* [SOURCE DATA]
<<<<

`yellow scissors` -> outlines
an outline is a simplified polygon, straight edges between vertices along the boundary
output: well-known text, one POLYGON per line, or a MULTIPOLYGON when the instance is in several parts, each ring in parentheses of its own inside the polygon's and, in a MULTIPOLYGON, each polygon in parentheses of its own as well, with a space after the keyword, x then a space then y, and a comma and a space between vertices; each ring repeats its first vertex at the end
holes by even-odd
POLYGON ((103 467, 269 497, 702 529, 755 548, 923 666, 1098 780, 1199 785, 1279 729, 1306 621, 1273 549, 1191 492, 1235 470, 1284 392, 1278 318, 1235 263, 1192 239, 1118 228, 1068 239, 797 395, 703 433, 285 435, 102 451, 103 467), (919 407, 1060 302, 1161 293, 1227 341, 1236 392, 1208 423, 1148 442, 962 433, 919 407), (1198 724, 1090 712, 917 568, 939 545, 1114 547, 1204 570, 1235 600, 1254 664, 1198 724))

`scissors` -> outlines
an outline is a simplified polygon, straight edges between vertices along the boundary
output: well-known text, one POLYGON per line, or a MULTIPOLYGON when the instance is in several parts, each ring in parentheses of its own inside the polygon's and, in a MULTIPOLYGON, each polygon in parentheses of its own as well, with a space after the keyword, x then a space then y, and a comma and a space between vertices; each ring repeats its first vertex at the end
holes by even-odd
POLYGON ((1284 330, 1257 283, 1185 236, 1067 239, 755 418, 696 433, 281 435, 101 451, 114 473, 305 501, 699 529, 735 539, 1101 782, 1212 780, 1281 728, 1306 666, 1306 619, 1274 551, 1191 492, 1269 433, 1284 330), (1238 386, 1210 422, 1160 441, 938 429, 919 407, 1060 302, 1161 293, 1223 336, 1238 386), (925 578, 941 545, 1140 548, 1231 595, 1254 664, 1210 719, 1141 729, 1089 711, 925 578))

>>>>

Could you rewrite the listing with each "simplified" swapped for "rough" and everything else left as it is?

* [THE COMPLETED TASK]
`yellow scissors` -> outlines
an outline is a rough polygon, straight edges between vertices along the boundary
output: well-known text, one POLYGON per line, or a MULTIPOLYGON when the instance is in several parts, each ring in parentheses of its own inside the polygon's and, in a MULTIPOLYGON, each polygon in parentheses of its own as well, with a space after the keyword, x then a space then y, and a comma and a space between vertices; each ring repeats its first vertex at the end
holes by even-odd
POLYGON ((103 467, 269 497, 702 529, 755 548, 923 666, 1098 780, 1199 785, 1279 729, 1306 621, 1273 549, 1191 492, 1235 470, 1284 392, 1278 318, 1235 263, 1192 239, 1118 228, 1068 239, 797 395, 703 433, 285 435, 102 451, 103 467), (919 407, 1060 302, 1161 293, 1227 341, 1236 392, 1208 423, 1148 442, 962 433, 919 407), (1198 724, 1090 712, 917 568, 939 545, 1114 547, 1204 570, 1235 600, 1254 664, 1198 724))

`scissors` -> outlines
an outline is a rough polygon, straight edges between vertices along the boundary
output: well-known text, one POLYGON per line, or a MULTIPOLYGON when the instance is in several parts, each ring in parentheses of its own inside the polygon's and, in a MULTIPOLYGON, each polygon in parentheses of its own as well, with a space after the keyword, x then a space then y, and a comma and a space between vertices; each ring repeats its first vertex at the end
holes by even-odd
POLYGON ((1284 330, 1257 283, 1185 236, 1067 239, 755 418, 696 433, 281 435, 101 451, 114 473, 305 501, 699 529, 735 539, 1101 782, 1212 780, 1281 728, 1306 666, 1306 619, 1274 551, 1191 492, 1269 433, 1284 330), (1238 386, 1210 422, 1160 441, 938 429, 919 407, 1060 302, 1161 293, 1223 336, 1238 386), (925 578, 941 545, 1140 548, 1231 595, 1254 664, 1210 719, 1141 729, 1089 711, 925 578))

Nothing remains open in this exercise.